DOCUMENT EXCERPT:

I come wearing my full complement of hats—dancer, dance educator, dance maker, dance critic, and academic. This last hat includes my current position as lecturer in the postgraduate program in Arts in the School of Creative Arts at the University of Melbourne where I lecture in Arts and Cultural Policy. I should state up front that this presentation relates specifically to the Australian dance field, which is generally felt to be in fairly dire straits. However, I am sure that much of what I say will be familiar to our international visitors. This presentation has been titled “Re-defining the Field—Expanding the Field.” In fact I want to knock down the fences of the field to create a borderless place somewhat akin to Suzanne Kozel’s illustration in her keynote address of the cellular construction of our bodies’ connective tissues within which networks can emerge, evolve and adapt to changing circumstances and needs. We are in a stage of transformation and transition and need to be open to diverse alternatives in terms of both practice and policy.

EXERCISE DIRECTIONS:
Please carry on the presentation excerpt above about the Australian dance field, picking up after its last sentence and keeping the speaker's first-person voice.

COLLECTED DATA:
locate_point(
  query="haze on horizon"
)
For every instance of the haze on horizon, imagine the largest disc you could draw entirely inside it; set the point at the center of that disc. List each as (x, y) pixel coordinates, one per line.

EXERCISE RESULT:
Having said that I want to knock down the fences I nevertheless find myself using the term “field” quite frequently as a way of defining the various elements that contribute to dance’s social and industry functionality. As my friend and colleague Shirley McKechnie often reiterates we are a structure-seeking species. Society demands organisational structures. Pierre Bourdieu’s notions of field, players, habitus (the rules of the game) and capital offer a useful and flexible model that escapes the rigidity of some anthropological models. Bourdieu recognises our capacity to adapt, while maintaining a degree of acceptability because of our understanding of the structures and conventions that rule the field of play. We know how to vary our conduct according to the position we might occupy in the field, and we read others according to their position in the field.

So in this presentation I am looking particularly at three aspects of the dance field: the education and training system, the structure of what the politicians like to refer to as ‘the arts industry” and the policy system that to a very large degree benignly regulates art form practice through our reliance on its beneficence. These are the fields that tend to dominate and shape our behavioural patterns and expectations, capturing and limiting our perceptions or beliefs of what is and is not possible. We need to move beyond these boundaries.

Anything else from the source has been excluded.